— start Selected passage —
Thomas Menguy | June 6, 2007

Checkout this amazing Video from : Microsoft Surface Video – Touchscreen, Multi Touch Coffee Table – Behind the Scenes – Popular Mechanics

Official Microsoft web site


Ok, it not new, but really not so far from production

Diagram by Intoaroute

(1) Screen: A diffuser turns the Surface’s acrylic tabletop into a large horizontal “multitouch” screen, capable of processing multiple inputs from multiple users. The Surface can also recognize objects by their shapes or by reading coded “domino” tags. (2) Infrared: Surface’s “machine vision” operates in the near-infrared spectrum, using an 850-nanometer-wavelength LED light source aimed at the screen. When objects touch the tabletop, the light reflects back and is picked up by multiple infrared cameras with a net resolution of 1280 x 960.
(3) CPU: Surface uses many of the same components found in everyday desktop computers : a Core 2 Duo processor, 2GB of RAM and a 256MB graphics card. Wireless communication with devices on the surface is handled using WiFi and Bluetooth antennas (future versions may incorporate RFID or Near Field Communications). The underlying operating system is a modified version of Microsoft Vista. (4) Projector: Microsoft’s Surface uses the same DLP light engine found in many rear-projection HDTVs. The footprint of the visible light screen, at 1024 x 768 pixels, is actually smaller than the invisible overlapping infrared projection to allow for better recognition at the edges of the screen.
— end Selected passage —
Exercises:
A) Answer each question from the Microsoft Surface passage:
(i) What wavelength does the LED light source aimed at the screen use?
(ii) What operating system does the Surface run on?
(iii) What is the pixel size of the visible light screen?
B) Summarize the Microsoft Surface passage in two sentences.
C) Write the next few sentences of the Microsoft Surface passage.
The data after this passage is unrelated to it.
— start Material —
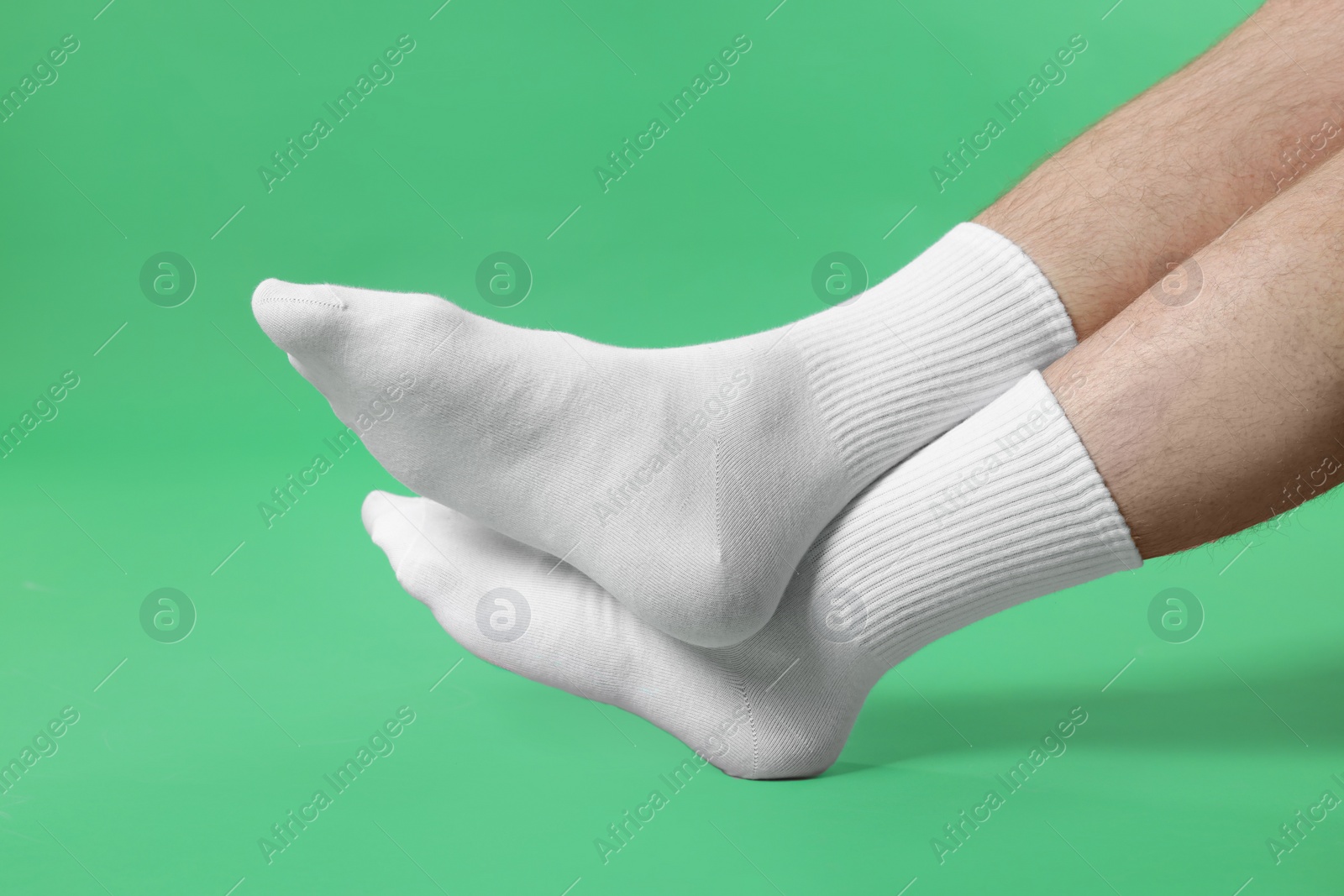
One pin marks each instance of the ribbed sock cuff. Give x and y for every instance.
— end Material —
Answers per task:
A)
(i) 850 nanometers.
(ii) A modified version of Microsoft Vista.
(iii) 1024 x 768 pixels.

B) Microsoft's Surface is a multitouch acrylic tabletop that can take input from several users at once and recognize objects by their shapes or coded tags, using infrared cameras that pick up 850-nanometer LED light reflected by anything touching the screen. Inside, it uses ordinary desktop parts and a modified Microsoft Vista, communicates over WiFi and Bluetooth, and projects its 1024 x 768 image with the same DLP light engine found in many rear-projection HDTVs.

C)
Something that really buzz me about those new kind of interfaces is obviously the “home” and “personal” application and services, but I see also some possible tremendous change for the software development : with the raise of multi-core, parallel programming will be mandatory, and to leverage this horsepower, a paradigm shift is needed, to break the C/C++/C#/php/ruby, etc sequential view. And this new paradigm may be graphical programming. See this LabView/QNX article or this one at DevX:

The U.S. government, through DARPA, had previously awarded contracts to proposals for High-Productivity Computing Systems. A major premise of this thrust is that the performance of computers is outstripping our ability to harness the power through programming. It is logical to conclude that we need better methods to program them, and DARPA had funded three research languages. All three programming languages are textual X10, Chapel, and Fortress. It seems that the research has run its course, and the answer is that the breakthrough opportunities fall short of the grand hope of catching up with computers. This just makes me wonder all the more if a graphical approach will ultimately be an avenue for a programming breakthrough.

Technologies like those multi-touch screen may bring a lot to the developer ability to dig and build his system….and it is needed: look how poor are the current graphical languages in the “graphical” and above all the user interaction aspect: (below a LabView screenshot)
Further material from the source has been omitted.